# Dropped cable now have antenna!



## plasticorange (Mar 1, 2010)

Hey all, just bought a winegard antenna from Amazon and am loving it. 

Was paying $11 a month from Comcast for analog cable (no box) previously. The picture is as good if not better all for $54.


----------



## Wil (Sep 27, 2002)

plasticorange said:


> Hey all, just bought ... antenna from Amazon and am loving it


The HR10-250 (long since paid for) and an antenna is a huge TV entertainment bargain.

This isn't necessarily advice for you, but maybe useful for others who read this thread:

If all the major "networks" are basically in the same direction the trick is fine tuning a directional sweet spot that gets a decent signal for all. If only one station is way off-direction (and hopefully close by), find the sweet spot for the rest of them and then get a "join-tenna" designed for that station. Get the smallest antenna that will pick up that station and the jointenna will merge that signal with your main antenna feed.

You might want to consider hacking the HR10-250 so that video from other sources can be inserted. Not saying it's easy, but it can be done.

Obvious content supplements are netflix, redbox, etc.

If you're lucky enough to already have a computer like, say a Mac Mini, with built-in HiDef digital out, and high speed internet, the world opens up (with programs like Plex) for all kinds of free online content to supplement OTA. Hulu, etc. Use an HDMI or component switch into your HiDef TV. Much cable-only programming is available free or a la carte cheap, and it's virtually all free if your conscience allows.

The only thing I would really miss with this setup alone is a wide range of live sports. Mere loyalty to long-time content providers keeps my accounts with DirecTV, Tivo and Cable alive, very difficult to justify economically any more.


----------



## Colby (Mar 2, 2003)

Just curious as to which type of antenna this one is - the Amazon link doesn't go into much detail. Please post your distance to the UHF/VHF broadcast towers in your area using AntennaWeb (http://www.antennaweb.org). Just use the "Choose an antenna" tool, enter your address, and then cut/paste the results.

• [Direction 1]
Answer these questions using the antenna thread. Write each answer on its own line and mark it (a), (b) or (c).
(a) How much did plasticorange pay Comcast each month for analog cable?
(b) What does Wil say he would really miss with this setup alone?
(c) Which AntennaWeb tool does Colby say to use?
• [Direction 2] List every poster in the antenna thread, with the date shown beside each name.
• [Direction 3] From the antenna thread, extract the passage between "The HR10-250 (long" and "netflix, redbox, etc.", inclusive.

• [Dataset records]
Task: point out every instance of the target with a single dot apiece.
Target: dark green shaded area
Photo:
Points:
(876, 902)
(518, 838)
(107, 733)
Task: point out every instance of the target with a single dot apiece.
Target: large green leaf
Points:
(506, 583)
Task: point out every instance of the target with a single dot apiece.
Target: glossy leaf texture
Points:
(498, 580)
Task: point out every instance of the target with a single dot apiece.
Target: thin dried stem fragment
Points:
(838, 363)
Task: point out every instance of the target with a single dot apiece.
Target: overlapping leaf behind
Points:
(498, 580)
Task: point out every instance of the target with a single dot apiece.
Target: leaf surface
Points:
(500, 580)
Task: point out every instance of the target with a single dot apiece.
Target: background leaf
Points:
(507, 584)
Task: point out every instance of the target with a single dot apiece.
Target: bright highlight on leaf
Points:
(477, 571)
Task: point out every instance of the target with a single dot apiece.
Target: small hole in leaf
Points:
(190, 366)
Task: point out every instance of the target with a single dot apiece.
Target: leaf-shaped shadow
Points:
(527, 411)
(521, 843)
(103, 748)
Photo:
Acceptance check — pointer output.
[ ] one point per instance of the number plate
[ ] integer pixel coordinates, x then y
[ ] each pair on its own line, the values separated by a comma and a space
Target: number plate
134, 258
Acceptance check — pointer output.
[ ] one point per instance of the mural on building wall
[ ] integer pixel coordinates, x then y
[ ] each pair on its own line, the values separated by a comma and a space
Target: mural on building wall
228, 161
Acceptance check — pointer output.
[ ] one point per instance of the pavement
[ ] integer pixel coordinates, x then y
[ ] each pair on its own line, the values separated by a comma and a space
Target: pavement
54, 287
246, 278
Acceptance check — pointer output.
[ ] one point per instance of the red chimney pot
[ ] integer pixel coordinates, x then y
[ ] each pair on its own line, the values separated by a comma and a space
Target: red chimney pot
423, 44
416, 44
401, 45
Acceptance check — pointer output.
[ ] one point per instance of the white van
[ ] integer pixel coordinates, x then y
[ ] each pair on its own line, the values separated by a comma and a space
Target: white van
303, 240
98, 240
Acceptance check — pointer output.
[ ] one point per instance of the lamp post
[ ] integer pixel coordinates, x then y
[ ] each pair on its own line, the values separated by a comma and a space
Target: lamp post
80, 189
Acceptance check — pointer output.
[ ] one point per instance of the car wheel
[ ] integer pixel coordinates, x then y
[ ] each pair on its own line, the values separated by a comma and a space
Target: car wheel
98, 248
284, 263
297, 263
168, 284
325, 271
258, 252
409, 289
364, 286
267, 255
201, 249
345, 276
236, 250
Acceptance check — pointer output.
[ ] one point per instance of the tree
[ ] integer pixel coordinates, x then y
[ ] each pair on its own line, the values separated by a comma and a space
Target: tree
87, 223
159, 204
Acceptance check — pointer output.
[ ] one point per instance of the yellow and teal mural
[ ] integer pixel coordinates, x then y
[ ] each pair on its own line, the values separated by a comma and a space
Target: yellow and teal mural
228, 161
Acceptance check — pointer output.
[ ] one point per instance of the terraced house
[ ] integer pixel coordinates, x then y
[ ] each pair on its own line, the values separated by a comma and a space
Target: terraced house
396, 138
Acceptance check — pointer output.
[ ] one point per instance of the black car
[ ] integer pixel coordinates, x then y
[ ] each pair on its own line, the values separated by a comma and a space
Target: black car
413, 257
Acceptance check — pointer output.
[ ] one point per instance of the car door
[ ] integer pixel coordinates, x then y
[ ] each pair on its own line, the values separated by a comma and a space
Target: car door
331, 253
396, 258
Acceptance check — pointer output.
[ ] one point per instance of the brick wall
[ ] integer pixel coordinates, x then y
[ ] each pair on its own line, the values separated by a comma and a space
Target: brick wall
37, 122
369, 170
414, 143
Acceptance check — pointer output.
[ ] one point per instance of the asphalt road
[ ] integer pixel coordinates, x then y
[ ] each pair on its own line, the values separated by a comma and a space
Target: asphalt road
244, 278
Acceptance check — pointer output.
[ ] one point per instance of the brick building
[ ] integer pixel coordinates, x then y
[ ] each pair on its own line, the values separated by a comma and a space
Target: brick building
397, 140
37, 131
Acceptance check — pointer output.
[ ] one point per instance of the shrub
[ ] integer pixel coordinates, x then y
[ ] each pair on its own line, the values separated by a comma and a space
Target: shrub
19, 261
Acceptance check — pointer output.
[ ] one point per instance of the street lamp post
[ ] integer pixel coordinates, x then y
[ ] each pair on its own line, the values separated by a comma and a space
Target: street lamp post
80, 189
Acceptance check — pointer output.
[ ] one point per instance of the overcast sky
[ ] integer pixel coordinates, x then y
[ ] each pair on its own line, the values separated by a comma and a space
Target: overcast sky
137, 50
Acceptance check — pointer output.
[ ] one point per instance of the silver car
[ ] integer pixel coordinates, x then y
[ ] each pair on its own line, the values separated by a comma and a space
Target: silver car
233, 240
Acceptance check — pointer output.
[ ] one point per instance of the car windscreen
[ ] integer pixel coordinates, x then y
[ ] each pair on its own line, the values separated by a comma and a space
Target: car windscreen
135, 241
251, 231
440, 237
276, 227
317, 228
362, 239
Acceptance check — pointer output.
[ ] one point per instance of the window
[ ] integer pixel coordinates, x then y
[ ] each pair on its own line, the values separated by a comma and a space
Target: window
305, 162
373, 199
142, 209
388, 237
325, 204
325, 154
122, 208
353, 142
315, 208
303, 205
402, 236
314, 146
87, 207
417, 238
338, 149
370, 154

• [Full solution 1]
(a) $11 a month
(b) A wide range of live sports
(c) The "Choose an antenna" tool

• [Full solution 2]
plasticorange (Mar 1, 2010)
Wil (Sep 27, 2002)
Colby (Mar 2, 2003)

• [Full solution 3]
The HR10-250 (long since paid for) and an antenna is a huge TV entertainment bargain.

This isn't necessarily advice for you, but maybe useful for others who read this thread:

If all the major "networks" are basically in the same direction the trick is fine tuning a directional sweet spot that gets a decent signal for all. If only one station is way off-direction (and hopefully close by), find the sweet spot for the rest of them and then get a "join-tenna" designed for that station. Get the smallest antenna that will pick up that station and the jointenna will merge that signal with your main antenna feed.

You might want to consider hacking the HR10-250 so that video from other sources can be inserted. Not saying it's easy, but it can be done.

Obvious content supplements are netflix, redbox, etc.